Make a word-for-word copy of the entries below from their first line through the line with "positive clicks: (124, 849)", and add nothing.

# Input:
═══

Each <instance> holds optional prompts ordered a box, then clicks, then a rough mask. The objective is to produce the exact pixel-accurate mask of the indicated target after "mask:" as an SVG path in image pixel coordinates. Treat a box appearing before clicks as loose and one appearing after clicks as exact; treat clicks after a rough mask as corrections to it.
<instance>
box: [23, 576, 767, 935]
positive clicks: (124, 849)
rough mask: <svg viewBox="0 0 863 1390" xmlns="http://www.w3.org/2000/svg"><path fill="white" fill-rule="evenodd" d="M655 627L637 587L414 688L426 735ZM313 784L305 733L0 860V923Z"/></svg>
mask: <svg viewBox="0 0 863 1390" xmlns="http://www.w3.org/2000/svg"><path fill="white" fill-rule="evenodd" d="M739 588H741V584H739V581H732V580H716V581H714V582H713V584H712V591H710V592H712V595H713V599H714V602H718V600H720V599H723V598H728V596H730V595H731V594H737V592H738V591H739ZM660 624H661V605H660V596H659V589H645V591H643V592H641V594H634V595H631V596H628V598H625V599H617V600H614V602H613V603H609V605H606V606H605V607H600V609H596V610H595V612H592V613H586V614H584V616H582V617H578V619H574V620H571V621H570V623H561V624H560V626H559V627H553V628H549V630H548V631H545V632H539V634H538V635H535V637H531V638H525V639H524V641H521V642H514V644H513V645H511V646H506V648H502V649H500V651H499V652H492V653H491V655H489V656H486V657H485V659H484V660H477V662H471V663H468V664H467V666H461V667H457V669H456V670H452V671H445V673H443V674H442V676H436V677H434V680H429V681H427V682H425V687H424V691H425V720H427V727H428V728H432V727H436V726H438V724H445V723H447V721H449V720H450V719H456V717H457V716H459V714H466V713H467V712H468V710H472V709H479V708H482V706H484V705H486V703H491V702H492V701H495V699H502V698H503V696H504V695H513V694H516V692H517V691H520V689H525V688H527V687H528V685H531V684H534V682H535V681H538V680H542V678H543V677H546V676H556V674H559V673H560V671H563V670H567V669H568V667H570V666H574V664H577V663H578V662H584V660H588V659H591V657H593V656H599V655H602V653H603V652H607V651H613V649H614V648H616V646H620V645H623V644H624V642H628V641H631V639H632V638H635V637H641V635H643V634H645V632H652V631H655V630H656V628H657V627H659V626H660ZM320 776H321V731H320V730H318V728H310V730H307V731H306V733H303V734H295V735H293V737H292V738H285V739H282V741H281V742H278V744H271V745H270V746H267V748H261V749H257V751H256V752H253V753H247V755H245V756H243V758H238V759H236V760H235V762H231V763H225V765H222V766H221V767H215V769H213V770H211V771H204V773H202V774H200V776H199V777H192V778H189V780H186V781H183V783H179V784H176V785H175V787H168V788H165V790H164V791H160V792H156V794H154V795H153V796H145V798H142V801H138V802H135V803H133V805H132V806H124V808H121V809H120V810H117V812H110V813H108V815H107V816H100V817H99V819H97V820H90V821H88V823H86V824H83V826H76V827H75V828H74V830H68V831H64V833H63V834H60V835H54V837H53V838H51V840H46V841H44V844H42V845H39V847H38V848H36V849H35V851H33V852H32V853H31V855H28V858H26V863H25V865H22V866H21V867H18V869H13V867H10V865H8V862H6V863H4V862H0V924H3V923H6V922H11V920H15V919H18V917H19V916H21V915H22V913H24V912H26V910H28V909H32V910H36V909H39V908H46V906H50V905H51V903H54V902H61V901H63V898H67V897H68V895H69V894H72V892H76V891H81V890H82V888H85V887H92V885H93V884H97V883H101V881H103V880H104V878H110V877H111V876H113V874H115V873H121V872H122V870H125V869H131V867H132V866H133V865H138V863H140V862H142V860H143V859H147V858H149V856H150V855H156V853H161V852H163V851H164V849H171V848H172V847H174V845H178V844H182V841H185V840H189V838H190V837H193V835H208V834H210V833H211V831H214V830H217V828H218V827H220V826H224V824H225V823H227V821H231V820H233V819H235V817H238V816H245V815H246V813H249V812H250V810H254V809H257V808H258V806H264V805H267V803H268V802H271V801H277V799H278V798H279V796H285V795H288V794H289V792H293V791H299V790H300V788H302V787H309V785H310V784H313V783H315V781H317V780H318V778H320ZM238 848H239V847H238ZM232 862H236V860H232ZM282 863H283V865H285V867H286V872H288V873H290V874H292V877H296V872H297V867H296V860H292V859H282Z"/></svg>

═══

# The completed task:
Each <instance> holds optional prompts ordered a box, then clicks, then a rough mask. The objective is to produce the exact pixel-accurate mask of the indicated target after "mask:" as an SVG path in image pixel coordinates. Treat a box appearing before clicks as loose and one appearing after clicks as exact; treat clicks after a rough mask as corrections to it.
<instance>
box: [23, 576, 767, 935]
positive clicks: (124, 849)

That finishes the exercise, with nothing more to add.